The entries need to be copied exactly.

* _Data_
## start

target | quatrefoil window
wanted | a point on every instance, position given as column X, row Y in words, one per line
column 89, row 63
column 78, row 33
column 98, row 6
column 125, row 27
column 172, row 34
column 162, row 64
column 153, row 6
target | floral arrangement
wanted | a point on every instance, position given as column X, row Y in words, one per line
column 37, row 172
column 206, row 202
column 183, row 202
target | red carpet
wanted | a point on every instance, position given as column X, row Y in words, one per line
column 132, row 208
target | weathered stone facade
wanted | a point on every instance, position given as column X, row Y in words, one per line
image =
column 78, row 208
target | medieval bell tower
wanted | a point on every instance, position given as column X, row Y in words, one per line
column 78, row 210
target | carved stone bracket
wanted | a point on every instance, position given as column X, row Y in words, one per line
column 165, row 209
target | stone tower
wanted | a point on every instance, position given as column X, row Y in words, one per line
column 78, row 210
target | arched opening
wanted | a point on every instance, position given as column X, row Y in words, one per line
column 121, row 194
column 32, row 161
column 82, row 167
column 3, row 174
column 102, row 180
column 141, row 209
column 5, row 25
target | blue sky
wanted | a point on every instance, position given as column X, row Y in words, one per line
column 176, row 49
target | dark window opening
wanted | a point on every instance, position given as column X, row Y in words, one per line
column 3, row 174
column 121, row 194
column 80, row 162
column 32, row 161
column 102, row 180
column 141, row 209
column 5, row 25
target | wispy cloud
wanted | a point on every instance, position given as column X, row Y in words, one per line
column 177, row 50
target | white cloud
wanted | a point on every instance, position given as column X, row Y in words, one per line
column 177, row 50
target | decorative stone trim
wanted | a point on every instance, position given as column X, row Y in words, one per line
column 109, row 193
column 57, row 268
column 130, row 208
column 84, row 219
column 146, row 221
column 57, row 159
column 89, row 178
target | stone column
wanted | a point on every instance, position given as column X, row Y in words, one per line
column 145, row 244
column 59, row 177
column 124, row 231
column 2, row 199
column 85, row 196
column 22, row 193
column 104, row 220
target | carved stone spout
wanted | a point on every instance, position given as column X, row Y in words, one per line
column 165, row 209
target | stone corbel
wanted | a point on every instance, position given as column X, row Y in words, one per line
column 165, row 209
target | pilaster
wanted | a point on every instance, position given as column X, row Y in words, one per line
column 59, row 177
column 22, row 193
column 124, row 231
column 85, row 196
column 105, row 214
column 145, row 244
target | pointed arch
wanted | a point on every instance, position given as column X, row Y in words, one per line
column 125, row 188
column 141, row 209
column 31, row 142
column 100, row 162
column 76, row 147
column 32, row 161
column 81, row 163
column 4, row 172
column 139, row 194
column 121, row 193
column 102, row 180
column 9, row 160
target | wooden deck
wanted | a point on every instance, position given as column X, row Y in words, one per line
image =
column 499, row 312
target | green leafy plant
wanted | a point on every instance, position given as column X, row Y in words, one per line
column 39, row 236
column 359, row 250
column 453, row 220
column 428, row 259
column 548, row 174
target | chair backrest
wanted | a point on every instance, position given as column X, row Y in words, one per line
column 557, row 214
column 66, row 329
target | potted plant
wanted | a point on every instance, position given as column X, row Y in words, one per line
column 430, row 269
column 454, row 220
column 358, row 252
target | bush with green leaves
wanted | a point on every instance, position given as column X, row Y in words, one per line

## end

* _Task response_
target | quatrefoil window
wanted | a point on every instance, position given as column X, row Y in words, one per line
column 89, row 63
column 78, row 33
column 98, row 6
column 125, row 27
column 172, row 34
column 162, row 64
column 153, row 6
target | floral arrangement
wanted | a point on every instance, position given as column X, row Y in words, one per line
column 37, row 172
column 206, row 202
column 183, row 202
target | red carpet
wanted | a point on every instance, position given as column X, row Y in words, one per line
column 132, row 208
target | weathered stone facade
wanted | a point on every instance, position given as column X, row Y in words, one per line
image =
column 78, row 208
target | medieval bell tower
wanted | a point on every instance, position given as column X, row Y in words, one per line
column 78, row 210
target | carved stone bracket
wanted | a point on every instance, position given as column X, row Y in words, one per line
column 165, row 209
target | stone tower
wanted | a point on every instance, position given as column X, row Y in words, one per line
column 78, row 210
target | arched opening
wanted | a point on every instance, position given as column X, row Y in words, one per line
column 121, row 194
column 32, row 161
column 82, row 167
column 3, row 174
column 102, row 180
column 141, row 209
column 5, row 25
target | blue sky
wanted | a point on every instance, position given as column X, row Y in words, one per line
column 176, row 49
target | dark window opening
wanted | a point on every instance, position given as column X, row Y in words, one per line
column 3, row 174
column 121, row 194
column 80, row 162
column 32, row 161
column 102, row 180
column 141, row 209
column 5, row 25
target | wispy cloud
wanted | a point on every instance, position given as column X, row Y in words, one per line
column 177, row 50
target | white cloud
wanted | a point on every instance, position given as column X, row Y in words, one per line
column 177, row 50
target | decorative stone trim
wanted | a point on every instance, position given as column X, row Y in words, one per line
column 109, row 193
column 57, row 268
column 130, row 208
column 84, row 219
column 146, row 221
column 57, row 159
column 89, row 178
target | stone column
wanted | a point on every instance, position given as column X, row Y in words, one per line
column 145, row 244
column 59, row 177
column 124, row 231
column 2, row 199
column 85, row 196
column 22, row 193
column 104, row 220
target | carved stone spout
wanted | a point on every instance, position given as column X, row Y in words, one per line
column 165, row 209
target | stone corbel
wanted | a point on every instance, position given as column X, row Y in words, one per line
column 165, row 209
target | pilaster
wanted | a point on every instance, position given as column X, row Y in words, one per line
column 59, row 177
column 22, row 193
column 124, row 231
column 85, row 196
column 105, row 214
column 145, row 244
target | pointed arch
wanted | a point on every instance, position given as column X, row Y in words, one per line
column 125, row 188
column 141, row 209
column 31, row 142
column 100, row 162
column 76, row 147
column 32, row 161
column 81, row 163
column 4, row 172
column 139, row 194
column 121, row 193
column 102, row 180
column 9, row 160
target | wooden deck
wanted | a point on every instance, position given as column X, row Y in words, one per line
image =
column 499, row 312
target | green leafy plant
wanted | a point on every instance, position given as column X, row Y in words, one per line
column 39, row 236
column 359, row 250
column 453, row 220
column 428, row 259
column 548, row 174
target | chair backrest
wanted | a point on every instance, position given as column X, row Y in words, one per line
column 557, row 214
column 66, row 329
target | potted plant
wanted | a point on every instance, position given as column X, row Y in words, one per line
column 430, row 269
column 454, row 220
column 358, row 252
target | bush with green leaves
wanted | a point on every instance, position given as column X, row Y in words, one per line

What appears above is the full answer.